* Begin Supplied data *

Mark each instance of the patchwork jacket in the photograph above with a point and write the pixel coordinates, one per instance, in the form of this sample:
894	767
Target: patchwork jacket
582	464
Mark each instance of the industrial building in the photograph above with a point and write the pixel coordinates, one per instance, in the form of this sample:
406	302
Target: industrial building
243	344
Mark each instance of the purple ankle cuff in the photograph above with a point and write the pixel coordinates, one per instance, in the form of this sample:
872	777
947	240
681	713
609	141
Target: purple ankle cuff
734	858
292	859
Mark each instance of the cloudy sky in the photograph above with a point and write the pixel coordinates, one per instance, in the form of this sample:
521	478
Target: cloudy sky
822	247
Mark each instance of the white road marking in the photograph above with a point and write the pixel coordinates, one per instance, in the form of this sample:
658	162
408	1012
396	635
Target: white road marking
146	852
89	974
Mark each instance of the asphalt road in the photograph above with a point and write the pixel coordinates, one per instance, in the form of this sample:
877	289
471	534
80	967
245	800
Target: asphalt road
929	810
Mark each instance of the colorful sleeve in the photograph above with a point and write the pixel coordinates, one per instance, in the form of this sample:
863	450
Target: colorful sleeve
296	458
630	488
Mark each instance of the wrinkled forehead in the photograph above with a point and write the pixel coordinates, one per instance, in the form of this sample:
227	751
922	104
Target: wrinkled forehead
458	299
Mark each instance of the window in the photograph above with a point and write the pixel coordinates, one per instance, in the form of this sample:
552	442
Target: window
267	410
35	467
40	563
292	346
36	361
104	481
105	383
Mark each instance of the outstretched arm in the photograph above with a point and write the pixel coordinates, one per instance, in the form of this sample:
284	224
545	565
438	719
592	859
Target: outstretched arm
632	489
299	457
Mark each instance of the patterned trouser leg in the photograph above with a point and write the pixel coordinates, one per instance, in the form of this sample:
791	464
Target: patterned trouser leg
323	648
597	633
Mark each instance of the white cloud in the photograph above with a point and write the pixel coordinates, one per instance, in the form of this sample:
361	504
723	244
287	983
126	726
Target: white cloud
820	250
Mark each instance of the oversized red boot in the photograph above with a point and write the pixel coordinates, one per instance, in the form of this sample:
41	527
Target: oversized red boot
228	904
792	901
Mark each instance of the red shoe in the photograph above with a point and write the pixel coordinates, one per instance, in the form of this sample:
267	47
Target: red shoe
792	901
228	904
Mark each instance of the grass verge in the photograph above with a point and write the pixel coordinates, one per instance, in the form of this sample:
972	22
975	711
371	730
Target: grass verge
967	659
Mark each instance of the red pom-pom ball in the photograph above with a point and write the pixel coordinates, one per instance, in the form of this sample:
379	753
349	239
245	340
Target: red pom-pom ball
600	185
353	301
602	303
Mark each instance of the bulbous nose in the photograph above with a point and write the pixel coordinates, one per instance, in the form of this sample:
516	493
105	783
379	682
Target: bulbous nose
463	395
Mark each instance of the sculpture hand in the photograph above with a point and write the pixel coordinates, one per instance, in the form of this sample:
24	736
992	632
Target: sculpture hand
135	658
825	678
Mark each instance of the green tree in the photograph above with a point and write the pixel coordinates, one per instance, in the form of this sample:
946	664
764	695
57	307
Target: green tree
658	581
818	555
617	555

* End Supplied data *

| Task description |
Reproduce all of the material above word for word, keeping every line in its original order.

| Full output |
Mark each instance of the patchwork jacket in the photograph above with a point and write the pixel coordinates, one per instance, in the form of this sample:
894	767
Target: patchwork jacket
582	464
Mark each instance of the industrial building in the photograph above with a point and write the pixel coordinates, one per instance, in the form of this sample:
406	302
Target: industrial building
243	344
Mark each instance of the purple ankle cuff in the photograph above with a point and write the pixel coordinates, one per instance, in the form of this sample:
872	777
947	240
681	713
609	141
Target: purple ankle cuff
734	858
292	859
Mark each instance of the cloudy sky in the photograph above with a point and write the pixel coordinates, one per instance, in the form of this sample:
521	478
Target: cloudy sky
822	247
Mark each instance of the white road marking in the photograph above with a point and write the pixel coordinates, one per instance, in the form of this sample:
658	162
408	1012
396	635
Target: white road marking
146	852
89	974
Mark each instance of the asphalt road in the photograph above with a point and write the pixel coordinates, one per instance, in the form of this sample:
877	289
471	534
80	967
245	800
Target: asphalt road
929	810
Mark each instance of the colorful sleeve in the photograph above with a point and write the pixel coordinates, one per instance, in the form of this sample:
863	450
Target: colorful sleeve
296	458
630	488
Mark each instance of the wrinkled forehead in the photograph above with a point and write the pixel coordinates, one per instance, in the form of this sample:
227	751
922	104
Target: wrinkled forehead
458	299
Mark each instance of the window in the photograph above with a point and write the pixel coordinates, one per instance, in the form of this sample:
552	442
Target: window
267	410
35	467
40	563
292	346
36	361
104	481
105	383
Mark each instance of the outstretched arm in the photograph above with a point and write the pixel coordinates, one per instance, in the form of this sample:
284	224
545	565
438	719
592	859
Target: outstretched arm
632	489
299	457
Mark each instance of the patterned trouser leg in the photograph above with a point and write the pixel coordinates, one per instance, in the form of this sample:
791	464
Target: patterned trouser leg
323	648
597	633
Mark each instance of the white cloud in the photograph above with a point and write the pixel coordinates, one per instance, in the form of this sample:
361	504
723	244
287	983
126	726
Target: white cloud
820	250
Mark each instance of the oversized red boot in the photograph above with a point and write the pixel coordinates, one per instance, in the form of this sample:
41	527
Target: oversized red boot
228	904
792	901
Mark each instance of the red shoe in the photograph above with a point and write the pixel coordinates, one per instance, in the form of this sample:
267	47
Target: red shoe
792	901
228	904
Mark each instance of the grass verge in the photograph above with a point and write the pixel coordinates, one per instance, in the form of this sample:
972	22
975	711
371	730
Target: grass verge
967	659
Mark each instance of the red pom-pom ball in the photograph above with a point and write the pixel coordinates, one per instance, in the form of this sample:
379	753
349	239
245	340
Target: red pom-pom ball
600	185
353	301
602	303
Mark each instance of the bulbous nose in the photograph above with a point and write the pixel coordinates, one per instance, in the form of this sample:
516	493
105	783
379	682
Target: bulbous nose
463	395
Mark each instance of the sculpture hand in the photograph above with a point and write the pixel coordinates, one per instance, in the form of this sample:
24	736
992	632
Target: sculpture hand
135	658
825	678
Mark each instance of the green tree in the photograph above with a point and write the pixel coordinates, one per instance, in the form of this sample:
946	664
764	695
57	307
Target: green tree
658	581
818	555
617	555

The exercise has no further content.